**Teks Halaman**.
········

Selamat Datang...

...tolong bangunkan aku esok pagi...

Sunday, December 16, 2012

The Truman Show (1998)



Televisi adalah candu…mungkin istilah itu cukup mewakili kegilaan masyarakat modern (?) terhadap televisi.  Lewat televisi, imaji kita digempur terus menerus menuruti kemauan para pembuatnya (atau penontonnya?), hingga secara tak sadar terbawa pada realitas buatan yang ada di kotak hiburan ruang keluarga tersebut. Sama seperti medium film yang punya batasan, televisi pun mengenal batasan-batasan tertentu yang pada akhirnya ditentukan penonton dalam tombol channel pada remote control-nya. Batasan-batasan pada televisi yang seringkali kabur begitu saja atas nama rating-share.

········

**Bahan yang Disediakan**.
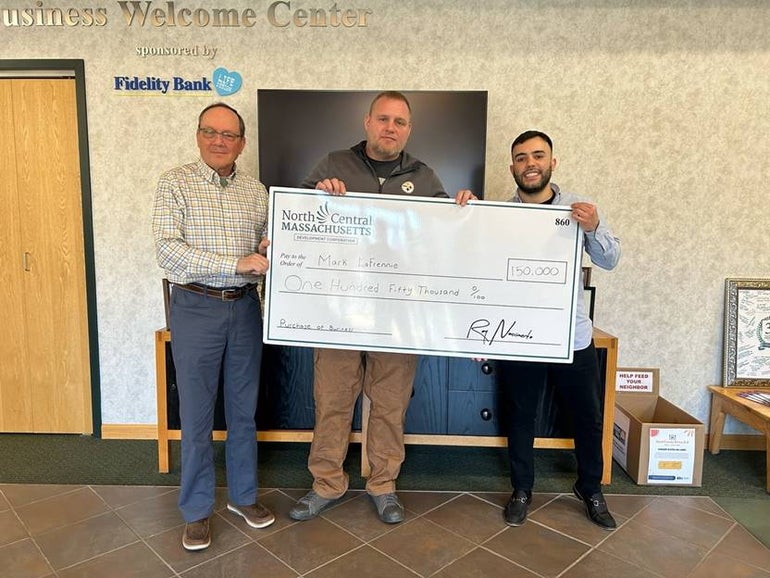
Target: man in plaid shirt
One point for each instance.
(209, 219)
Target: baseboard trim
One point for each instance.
(119, 431)
(116, 431)
(741, 442)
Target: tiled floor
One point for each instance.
(117, 531)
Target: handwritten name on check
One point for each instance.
(422, 275)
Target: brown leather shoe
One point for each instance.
(197, 535)
(256, 515)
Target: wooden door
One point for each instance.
(45, 383)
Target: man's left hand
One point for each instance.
(586, 216)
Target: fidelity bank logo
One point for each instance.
(326, 222)
(223, 81)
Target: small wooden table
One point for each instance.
(724, 401)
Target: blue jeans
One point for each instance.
(579, 388)
(209, 338)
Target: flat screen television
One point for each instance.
(297, 128)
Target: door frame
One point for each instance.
(75, 68)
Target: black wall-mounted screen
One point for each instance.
(297, 128)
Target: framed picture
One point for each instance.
(746, 355)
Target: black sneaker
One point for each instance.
(310, 505)
(389, 509)
(596, 509)
(516, 508)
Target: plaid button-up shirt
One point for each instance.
(201, 228)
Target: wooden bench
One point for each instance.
(726, 401)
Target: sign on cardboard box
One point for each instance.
(637, 380)
(672, 456)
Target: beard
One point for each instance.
(533, 189)
(386, 152)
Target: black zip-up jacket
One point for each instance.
(410, 177)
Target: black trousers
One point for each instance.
(579, 389)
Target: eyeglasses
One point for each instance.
(211, 134)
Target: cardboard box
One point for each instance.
(653, 440)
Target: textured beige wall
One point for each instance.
(660, 112)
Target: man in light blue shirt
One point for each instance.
(578, 383)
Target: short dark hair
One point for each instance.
(241, 124)
(392, 94)
(529, 135)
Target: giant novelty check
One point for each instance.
(422, 275)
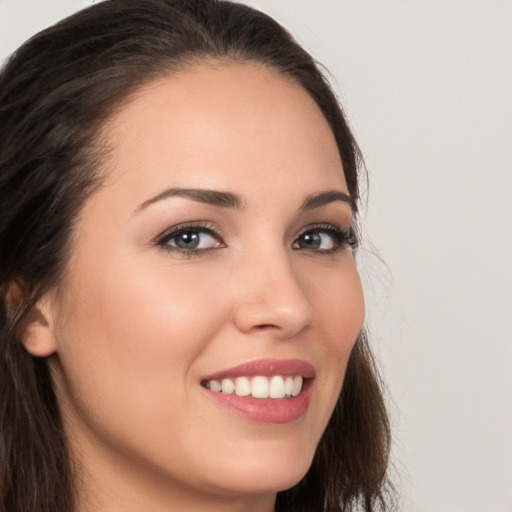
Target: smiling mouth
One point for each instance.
(277, 387)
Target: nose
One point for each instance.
(271, 298)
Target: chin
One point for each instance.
(275, 471)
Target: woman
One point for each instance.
(181, 312)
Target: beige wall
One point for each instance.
(428, 89)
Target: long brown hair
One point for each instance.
(56, 92)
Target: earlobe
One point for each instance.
(36, 330)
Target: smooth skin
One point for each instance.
(145, 310)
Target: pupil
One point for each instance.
(187, 240)
(311, 240)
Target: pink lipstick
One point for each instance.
(267, 390)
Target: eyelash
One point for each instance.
(342, 238)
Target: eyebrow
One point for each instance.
(229, 200)
(323, 198)
(211, 197)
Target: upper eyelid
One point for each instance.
(194, 225)
(210, 228)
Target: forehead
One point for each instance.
(221, 126)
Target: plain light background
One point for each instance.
(427, 88)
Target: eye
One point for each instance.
(326, 239)
(190, 239)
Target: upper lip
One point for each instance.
(266, 368)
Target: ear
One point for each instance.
(36, 329)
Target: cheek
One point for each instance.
(127, 327)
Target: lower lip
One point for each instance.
(266, 410)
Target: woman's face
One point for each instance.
(216, 254)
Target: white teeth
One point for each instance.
(215, 385)
(276, 387)
(228, 386)
(259, 387)
(242, 386)
(288, 385)
(297, 385)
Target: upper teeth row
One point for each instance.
(258, 387)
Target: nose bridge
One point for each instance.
(271, 296)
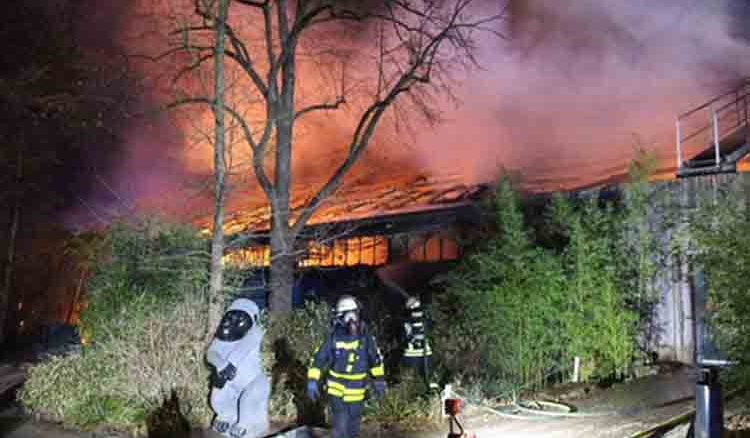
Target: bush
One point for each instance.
(122, 380)
(524, 307)
(144, 265)
(505, 299)
(145, 317)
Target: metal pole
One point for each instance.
(715, 123)
(679, 144)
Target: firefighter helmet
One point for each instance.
(412, 303)
(347, 308)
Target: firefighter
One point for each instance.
(418, 352)
(351, 360)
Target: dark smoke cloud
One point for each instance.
(580, 81)
(563, 100)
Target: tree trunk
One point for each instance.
(15, 223)
(76, 297)
(216, 281)
(283, 266)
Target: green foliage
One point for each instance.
(121, 380)
(146, 318)
(597, 326)
(288, 347)
(505, 298)
(524, 310)
(406, 404)
(145, 265)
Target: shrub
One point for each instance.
(596, 323)
(145, 316)
(504, 299)
(128, 376)
(524, 307)
(146, 319)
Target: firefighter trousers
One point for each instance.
(345, 417)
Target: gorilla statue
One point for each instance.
(239, 388)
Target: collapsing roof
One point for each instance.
(361, 207)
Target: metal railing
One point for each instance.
(711, 122)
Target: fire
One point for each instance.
(353, 251)
(358, 203)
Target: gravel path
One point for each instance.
(631, 407)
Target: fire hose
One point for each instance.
(532, 411)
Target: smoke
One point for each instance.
(563, 100)
(579, 83)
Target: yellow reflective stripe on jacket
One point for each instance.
(349, 394)
(352, 345)
(377, 371)
(313, 373)
(417, 353)
(358, 376)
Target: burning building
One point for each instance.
(418, 220)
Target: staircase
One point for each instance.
(716, 134)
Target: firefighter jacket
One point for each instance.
(415, 330)
(350, 362)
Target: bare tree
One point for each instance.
(217, 235)
(406, 52)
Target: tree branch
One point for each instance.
(258, 148)
(340, 100)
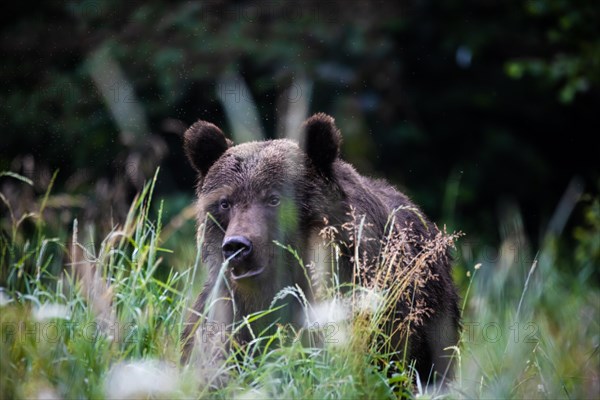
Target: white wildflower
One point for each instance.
(51, 311)
(140, 379)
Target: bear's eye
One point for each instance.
(274, 201)
(224, 204)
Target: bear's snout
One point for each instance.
(237, 248)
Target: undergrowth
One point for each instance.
(83, 317)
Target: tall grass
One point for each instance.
(86, 320)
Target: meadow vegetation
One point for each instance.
(86, 317)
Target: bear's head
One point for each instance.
(256, 198)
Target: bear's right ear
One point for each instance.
(203, 144)
(322, 140)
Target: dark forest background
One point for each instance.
(476, 109)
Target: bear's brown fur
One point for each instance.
(253, 194)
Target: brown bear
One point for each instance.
(255, 194)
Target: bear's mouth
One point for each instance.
(244, 271)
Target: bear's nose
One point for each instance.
(241, 246)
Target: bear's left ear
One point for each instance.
(204, 143)
(322, 140)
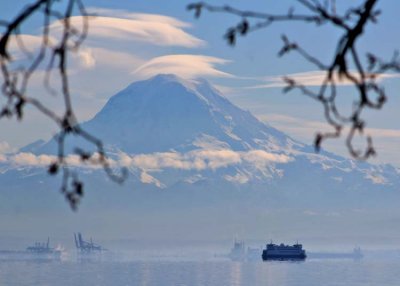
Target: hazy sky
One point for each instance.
(132, 40)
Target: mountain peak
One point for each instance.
(167, 112)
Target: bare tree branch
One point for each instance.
(353, 23)
(16, 81)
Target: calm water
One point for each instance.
(211, 272)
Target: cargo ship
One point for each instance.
(284, 252)
(240, 253)
(38, 251)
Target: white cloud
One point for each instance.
(239, 178)
(148, 179)
(86, 58)
(5, 147)
(201, 159)
(119, 13)
(148, 28)
(313, 78)
(186, 66)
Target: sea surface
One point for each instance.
(207, 272)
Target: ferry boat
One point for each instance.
(283, 252)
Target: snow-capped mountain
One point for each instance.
(178, 134)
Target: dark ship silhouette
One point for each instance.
(38, 251)
(284, 252)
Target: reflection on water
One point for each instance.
(146, 273)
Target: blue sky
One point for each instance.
(117, 52)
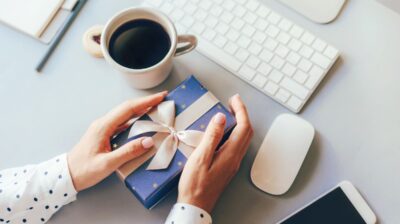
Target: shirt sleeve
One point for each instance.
(33, 193)
(183, 213)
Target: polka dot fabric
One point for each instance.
(183, 213)
(33, 193)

········

**Petunjuk**.
1. Jawab pertanyaan berikut berdasarkan tulisan tentang televisi:
(a) Judul film apa beserta tahunnya yang tercantum di atas paragraf tulisan?
(b) Kalimat pertama paragraf menyebut televisi sebagai apa?
(c) Atas nama apa batasan-batasan pada televisi sering kabur?
2. Lanjutkan tulisan tentang televisi, mulai setelah kalimat terakhir yang ada.

**Jawaban Tiap Tugas**.
1.
(a) The Truman Show (1998)
(b) Candu
(c) Rating-share

2.
Sejak televisi merambah dunia dan membuat penonton lebih dekat dan tak berjarak, para pembuat program televisi berlomba memenangkan channel. Penonton bahkan lebih tertarik menelanjangi kehidupan orang lain di depan televisi berbekal reality show. The Truman Show menyajikan kegilaan tersebut melalui acara televisi. Truman Burbank (Jim Carrey), seorang salesman, tak sadar bahwa ia adalah bagian dari sebuah acara reality show pada televisi. Gilanya lagi, Truman sudah menjadi bagian dari reality show sejak dia menghirup oksigen dunia. Maka dengan demikian, acara ini sudah berlangsung bertahun-tahun sesuai peningkatan usia Truman.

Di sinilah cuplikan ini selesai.